## Exercise
Each entry must appear in the answer exactly as it does here.

## Dataset excerpts
= = = = = = =

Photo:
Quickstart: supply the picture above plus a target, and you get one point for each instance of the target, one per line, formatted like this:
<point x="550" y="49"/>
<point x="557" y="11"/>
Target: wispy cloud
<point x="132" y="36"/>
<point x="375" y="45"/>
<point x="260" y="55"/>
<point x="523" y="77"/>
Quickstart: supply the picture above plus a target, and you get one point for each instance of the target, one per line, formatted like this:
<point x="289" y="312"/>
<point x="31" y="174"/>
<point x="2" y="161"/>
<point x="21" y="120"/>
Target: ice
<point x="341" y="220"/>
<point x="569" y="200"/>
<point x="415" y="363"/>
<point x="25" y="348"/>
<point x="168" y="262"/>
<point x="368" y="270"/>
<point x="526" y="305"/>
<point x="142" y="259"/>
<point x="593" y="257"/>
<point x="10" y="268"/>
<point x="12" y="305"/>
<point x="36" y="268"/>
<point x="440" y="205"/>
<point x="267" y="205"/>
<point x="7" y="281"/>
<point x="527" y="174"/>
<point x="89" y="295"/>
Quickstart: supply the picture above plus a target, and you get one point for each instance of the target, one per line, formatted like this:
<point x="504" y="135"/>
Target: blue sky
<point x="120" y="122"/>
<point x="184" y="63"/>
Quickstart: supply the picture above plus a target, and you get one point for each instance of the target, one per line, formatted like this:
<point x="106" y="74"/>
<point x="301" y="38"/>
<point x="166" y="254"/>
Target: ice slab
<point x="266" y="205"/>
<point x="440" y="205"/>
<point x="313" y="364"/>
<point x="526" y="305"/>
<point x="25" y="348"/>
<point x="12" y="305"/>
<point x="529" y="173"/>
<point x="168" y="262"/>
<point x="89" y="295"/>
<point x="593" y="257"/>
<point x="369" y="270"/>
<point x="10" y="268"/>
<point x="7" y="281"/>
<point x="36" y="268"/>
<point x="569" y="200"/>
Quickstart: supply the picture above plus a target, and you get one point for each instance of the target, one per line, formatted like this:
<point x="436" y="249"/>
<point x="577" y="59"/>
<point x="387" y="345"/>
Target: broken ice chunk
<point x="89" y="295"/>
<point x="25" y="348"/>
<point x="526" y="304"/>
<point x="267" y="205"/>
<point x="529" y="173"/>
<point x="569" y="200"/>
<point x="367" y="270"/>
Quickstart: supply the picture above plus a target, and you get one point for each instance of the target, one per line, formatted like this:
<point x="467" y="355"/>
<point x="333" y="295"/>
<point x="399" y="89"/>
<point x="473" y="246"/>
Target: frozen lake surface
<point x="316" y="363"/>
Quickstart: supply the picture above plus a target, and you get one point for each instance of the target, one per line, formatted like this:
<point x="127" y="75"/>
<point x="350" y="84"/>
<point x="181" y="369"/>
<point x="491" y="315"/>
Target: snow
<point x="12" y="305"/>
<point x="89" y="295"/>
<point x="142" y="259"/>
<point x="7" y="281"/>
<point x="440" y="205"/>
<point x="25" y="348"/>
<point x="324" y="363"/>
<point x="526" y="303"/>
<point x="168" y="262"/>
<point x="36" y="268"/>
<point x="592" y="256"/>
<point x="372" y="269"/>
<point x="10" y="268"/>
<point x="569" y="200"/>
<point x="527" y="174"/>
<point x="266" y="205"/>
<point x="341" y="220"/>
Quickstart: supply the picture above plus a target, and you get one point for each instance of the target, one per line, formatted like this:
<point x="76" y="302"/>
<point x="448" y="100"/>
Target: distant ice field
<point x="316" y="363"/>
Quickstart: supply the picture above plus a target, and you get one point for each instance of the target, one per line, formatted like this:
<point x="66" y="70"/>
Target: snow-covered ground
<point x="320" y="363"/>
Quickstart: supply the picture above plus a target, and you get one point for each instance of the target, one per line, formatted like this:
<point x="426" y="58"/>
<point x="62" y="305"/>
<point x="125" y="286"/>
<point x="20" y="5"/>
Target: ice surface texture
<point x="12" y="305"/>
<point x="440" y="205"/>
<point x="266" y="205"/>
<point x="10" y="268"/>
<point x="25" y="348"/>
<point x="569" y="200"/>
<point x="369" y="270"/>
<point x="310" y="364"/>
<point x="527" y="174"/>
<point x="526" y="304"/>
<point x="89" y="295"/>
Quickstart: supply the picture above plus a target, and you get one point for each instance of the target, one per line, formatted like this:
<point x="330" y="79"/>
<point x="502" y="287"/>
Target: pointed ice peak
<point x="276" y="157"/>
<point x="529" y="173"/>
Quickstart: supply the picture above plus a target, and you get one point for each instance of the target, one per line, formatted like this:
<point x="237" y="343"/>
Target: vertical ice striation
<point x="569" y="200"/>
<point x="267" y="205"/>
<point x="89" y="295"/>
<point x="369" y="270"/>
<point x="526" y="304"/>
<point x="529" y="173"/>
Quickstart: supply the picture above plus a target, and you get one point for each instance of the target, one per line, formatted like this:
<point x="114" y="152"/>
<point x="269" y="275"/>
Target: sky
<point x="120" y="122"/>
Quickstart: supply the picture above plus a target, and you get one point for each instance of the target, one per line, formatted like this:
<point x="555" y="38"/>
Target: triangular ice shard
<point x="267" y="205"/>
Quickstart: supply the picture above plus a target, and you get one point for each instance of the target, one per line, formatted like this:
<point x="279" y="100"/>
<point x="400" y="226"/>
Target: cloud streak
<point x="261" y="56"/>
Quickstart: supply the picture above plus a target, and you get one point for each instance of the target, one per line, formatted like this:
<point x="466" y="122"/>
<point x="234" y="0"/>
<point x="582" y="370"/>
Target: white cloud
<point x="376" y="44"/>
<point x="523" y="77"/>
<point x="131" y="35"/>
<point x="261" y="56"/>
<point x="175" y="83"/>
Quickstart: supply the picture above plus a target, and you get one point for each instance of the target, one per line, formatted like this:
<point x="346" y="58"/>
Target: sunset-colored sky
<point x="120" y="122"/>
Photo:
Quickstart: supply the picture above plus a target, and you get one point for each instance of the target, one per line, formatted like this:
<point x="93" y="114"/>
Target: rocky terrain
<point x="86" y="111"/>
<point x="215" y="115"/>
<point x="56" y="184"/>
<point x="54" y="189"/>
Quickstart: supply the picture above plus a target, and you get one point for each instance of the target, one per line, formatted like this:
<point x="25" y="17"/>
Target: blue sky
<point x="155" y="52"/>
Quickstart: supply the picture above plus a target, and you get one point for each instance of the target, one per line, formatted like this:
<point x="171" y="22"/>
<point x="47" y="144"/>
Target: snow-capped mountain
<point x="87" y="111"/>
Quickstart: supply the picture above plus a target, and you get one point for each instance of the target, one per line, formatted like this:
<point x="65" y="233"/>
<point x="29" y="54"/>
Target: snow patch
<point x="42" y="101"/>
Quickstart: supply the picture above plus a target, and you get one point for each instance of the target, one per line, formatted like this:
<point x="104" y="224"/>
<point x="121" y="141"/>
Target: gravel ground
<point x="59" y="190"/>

= = = = = = =

## Your solution
Photo:
Quickstart: supply the picture above plus a target, and you get one point for each instance of the target, one per line, formatted like this:
<point x="550" y="49"/>
<point x="557" y="11"/>
Target: wispy cloud
<point x="132" y="36"/>
<point x="375" y="45"/>
<point x="260" y="55"/>
<point x="523" y="77"/>
Quickstart: supply the picture above plus a target, and you get one point for each instance of the target, one per line, formatted like this:
<point x="289" y="312"/>
<point x="31" y="174"/>
<point x="2" y="161"/>
<point x="21" y="120"/>
Target: ice
<point x="341" y="220"/>
<point x="569" y="200"/>
<point x="415" y="363"/>
<point x="25" y="348"/>
<point x="168" y="262"/>
<point x="368" y="270"/>
<point x="526" y="305"/>
<point x="142" y="259"/>
<point x="593" y="257"/>
<point x="10" y="268"/>
<point x="12" y="305"/>
<point x="36" y="268"/>
<point x="440" y="205"/>
<point x="267" y="205"/>
<point x="7" y="281"/>
<point x="527" y="174"/>
<point x="89" y="295"/>
Quickstart: supply the picture above plus a target, and you get one point for each instance of the target, one per line, formatted like this:
<point x="504" y="135"/>
Target: blue sky
<point x="120" y="122"/>
<point x="184" y="63"/>
Quickstart: supply the picture above plus a target, and you get one point for each instance of the target, one per line, formatted like this:
<point x="106" y="74"/>
<point x="301" y="38"/>
<point x="166" y="254"/>
Target: ice slab
<point x="266" y="205"/>
<point x="440" y="205"/>
<point x="313" y="364"/>
<point x="526" y="305"/>
<point x="25" y="348"/>
<point x="12" y="305"/>
<point x="529" y="173"/>
<point x="168" y="262"/>
<point x="89" y="295"/>
<point x="593" y="257"/>
<point x="369" y="270"/>
<point x="10" y="268"/>
<point x="7" y="281"/>
<point x="36" y="268"/>
<point x="569" y="200"/>
Quickstart: supply the picture above plus a target, and you get one point for each instance of the target, one per line, formatted like this:
<point x="436" y="249"/>
<point x="577" y="59"/>
<point x="387" y="345"/>
Target: broken ice chunk
<point x="89" y="295"/>
<point x="25" y="348"/>
<point x="526" y="304"/>
<point x="267" y="205"/>
<point x="529" y="173"/>
<point x="569" y="200"/>
<point x="367" y="270"/>
Quickstart: supply the picture above plus a target, and you get one point for each instance of the target, one per line, formatted like this:
<point x="467" y="355"/>
<point x="333" y="295"/>
<point x="399" y="89"/>
<point x="473" y="246"/>
Target: frozen lake surface
<point x="316" y="363"/>
Quickstart: supply the picture above plus a target, and you get one point for each instance of the target, one per line, formatted like this:
<point x="127" y="75"/>
<point x="350" y="84"/>
<point x="181" y="369"/>
<point x="491" y="315"/>
Target: snow
<point x="12" y="305"/>
<point x="89" y="295"/>
<point x="142" y="259"/>
<point x="7" y="281"/>
<point x="440" y="205"/>
<point x="25" y="348"/>
<point x="324" y="363"/>
<point x="526" y="303"/>
<point x="168" y="262"/>
<point x="36" y="268"/>
<point x="592" y="256"/>
<point x="372" y="269"/>
<point x="10" y="268"/>
<point x="569" y="200"/>
<point x="527" y="174"/>
<point x="266" y="205"/>
<point x="341" y="220"/>
Quickstart: supply the picture above plus a target, and you get one point for each instance of the target, one per line, formatted like this:
<point x="76" y="302"/>
<point x="448" y="100"/>
Target: distant ice field
<point x="316" y="363"/>
Quickstart: supply the picture above plus a target, and you get one point for each instance of the target, one per line, formatted like this:
<point x="66" y="70"/>
Target: snow-covered ground
<point x="320" y="363"/>
Quickstart: supply the picture above plus a target, and you get one point for each instance of the target, one per line, formatted like this:
<point x="426" y="58"/>
<point x="62" y="305"/>
<point x="125" y="286"/>
<point x="20" y="5"/>
Target: ice surface texture
<point x="12" y="305"/>
<point x="440" y="205"/>
<point x="266" y="205"/>
<point x="10" y="268"/>
<point x="25" y="348"/>
<point x="569" y="200"/>
<point x="369" y="270"/>
<point x="310" y="364"/>
<point x="527" y="174"/>
<point x="526" y="304"/>
<point x="89" y="295"/>
Quickstart: supply the picture above plus a target, and you get one point for each instance of the target, one per line, formatted like this:
<point x="330" y="79"/>
<point x="502" y="287"/>
Target: pointed ice peak
<point x="276" y="157"/>
<point x="529" y="173"/>
Quickstart: supply the picture above plus a target, and you get one point for each instance of the target, one per line, formatted like this:
<point x="237" y="343"/>
Target: vertical ice striation
<point x="569" y="200"/>
<point x="267" y="205"/>
<point x="89" y="295"/>
<point x="369" y="270"/>
<point x="526" y="304"/>
<point x="529" y="173"/>
Quickstart: supply the picture above plus a target, and you get one point for each instance of the target, one per line, formatted like this:
<point x="114" y="152"/>
<point x="269" y="275"/>
Target: sky
<point x="120" y="122"/>
Quickstart: supply the picture above plus a target, and you get one point for each instance of the target, one per line, formatted like this:
<point x="555" y="38"/>
Target: triangular ice shard
<point x="267" y="205"/>
Quickstart: supply the picture above plus a target, and you get one point for each instance of the target, one per line, formatted like this:
<point x="279" y="100"/>
<point x="400" y="226"/>
Target: cloud streak
<point x="261" y="56"/>
Quickstart: supply the picture above plus a target, and you get one point for each instance of the target, one per line, formatted like this:
<point x="466" y="122"/>
<point x="234" y="0"/>
<point x="582" y="370"/>
Target: white cloud
<point x="376" y="44"/>
<point x="523" y="77"/>
<point x="131" y="35"/>
<point x="261" y="56"/>
<point x="175" y="83"/>
Quickstart: supply the picture above plus a target, and you get one point for each instance of the target, one per line, formatted like this:
<point x="346" y="58"/>
Target: sunset-colored sky
<point x="120" y="122"/>
Photo:
Quickstart: supply the picture above plus a target, and you get one point for each instance of the target, one per line, formatted like this:
<point x="93" y="114"/>
Target: rocky terrain
<point x="86" y="111"/>
<point x="215" y="115"/>
<point x="56" y="184"/>
<point x="54" y="189"/>
Quickstart: supply the picture above plus a target, and you get one point for each instance of the target, one per line, formatted like this:
<point x="25" y="17"/>
Target: blue sky
<point x="155" y="52"/>
Quickstart: supply the picture above plus a target, and you get one point for each instance of the target, one per line, formatted like this:
<point x="171" y="22"/>
<point x="47" y="144"/>
Target: snow-capped mountain
<point x="87" y="111"/>
Quickstart: supply the picture above plus a target, and you get one point for each instance of the target, one per line, formatted like this:
<point x="65" y="233"/>
<point x="29" y="54"/>
Target: snow patch
<point x="42" y="101"/>
Quickstart: supply the picture above plus a target, and you get one point for each instance of the target, one per line, formatted like this:
<point x="104" y="224"/>
<point x="121" y="141"/>
Target: gravel ground
<point x="59" y="190"/>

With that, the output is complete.